START QUOTED PASSAGE

Waris Ahluwalia, Vanity Fair's Best Dressed wants Bollywood
Last updated: 13 August, 2010
New Delhi, Aug 13 (PTI): 13:29 IST
He is the only Indian in Vanity Fair's Best Dressed List this year and Waris Ahluwalia, crowned the 'The Punk Maharaja' by the American media, wants to make a grand homecoming with a Bollywood movie.
Jewellery designer, actor, socialite and devout Sikh all rolled into one, Waris has already worked with Hollywood heavyweights like Dustin Hoffman and Adrien Brody among others and has now set his sights on Mumbai.
"I would love to do a Bollywood film but am yet to receive an offer...I'm an actor. If you have a part that works for me I'm pretty easy to find," Waris told PTI in an interview.
The 35-year-old was born in Amritsar and moved to the US at the age of five. Waris who now lives and works between New York, Italy and Jaipur is a regular on Manhattan's party circuit.
The stylish Sikh, who was described by Vanity Fair as the "perfect example of 'East meets West'", has varied acting credits including Wes Anderson's Oscar nominated 'The Royal Tenenbaums' and the Indian sojourn 'Darjeeling Limited'.
But despite his turban and beard look, Waris says that he has never been stereotyped in Hollywood.
"Everyone likes to put people in categories, whether its Hollywood, Bollywood or the media in general. Whenever I meet agents their big concern is that I'll be stereotyped. Well, I haven't been stereotyped yet.
"Some of the roles I've played; camera man, a bank hostage, a Republican, a hypo-chondriac, none of these roles called for an Indian," said Waris whose staples include, tailored suits from Savile Row and shoes handmade in California.
Beside cinema, his other passion is jewellery and Waris owns the House of Waris, a high-end brand of bling which retails at stores like Bergdorf Goodman and Barneys.

END QUOTED PASSAGE

TASK DESCRIPTION: According to the article about Waris Ahluwalia, in which city was he born? The data that comes next is separate material with no connection to the article about Waris Ahluwalia.

START RECORDED INFORMATION

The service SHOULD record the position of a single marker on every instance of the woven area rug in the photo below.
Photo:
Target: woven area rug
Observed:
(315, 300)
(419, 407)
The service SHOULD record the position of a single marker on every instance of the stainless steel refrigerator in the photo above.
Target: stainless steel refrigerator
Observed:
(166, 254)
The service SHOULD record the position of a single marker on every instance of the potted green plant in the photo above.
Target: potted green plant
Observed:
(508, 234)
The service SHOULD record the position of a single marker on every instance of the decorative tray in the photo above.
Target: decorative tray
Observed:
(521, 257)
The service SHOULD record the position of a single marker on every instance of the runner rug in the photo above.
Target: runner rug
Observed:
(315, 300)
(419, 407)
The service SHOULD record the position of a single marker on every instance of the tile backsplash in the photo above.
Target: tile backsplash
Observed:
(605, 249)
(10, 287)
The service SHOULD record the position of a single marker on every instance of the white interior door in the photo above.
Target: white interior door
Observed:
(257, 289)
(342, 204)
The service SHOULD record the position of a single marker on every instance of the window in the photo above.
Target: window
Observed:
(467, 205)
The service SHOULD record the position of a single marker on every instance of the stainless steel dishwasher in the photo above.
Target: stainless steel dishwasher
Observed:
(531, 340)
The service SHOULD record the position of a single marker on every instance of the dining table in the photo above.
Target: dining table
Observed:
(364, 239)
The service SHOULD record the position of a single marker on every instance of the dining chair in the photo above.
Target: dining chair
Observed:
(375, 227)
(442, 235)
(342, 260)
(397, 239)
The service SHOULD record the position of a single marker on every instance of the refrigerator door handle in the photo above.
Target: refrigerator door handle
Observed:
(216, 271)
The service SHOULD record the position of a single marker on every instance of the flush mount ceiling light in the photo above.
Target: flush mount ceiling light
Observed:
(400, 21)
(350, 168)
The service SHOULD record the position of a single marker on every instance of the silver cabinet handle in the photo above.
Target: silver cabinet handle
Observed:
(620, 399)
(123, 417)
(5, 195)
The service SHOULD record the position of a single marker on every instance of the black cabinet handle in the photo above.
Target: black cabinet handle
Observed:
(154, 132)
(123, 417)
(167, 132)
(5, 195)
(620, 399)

END RECORDED INFORMATION

TASK ANSWER: He was born in Amritsar.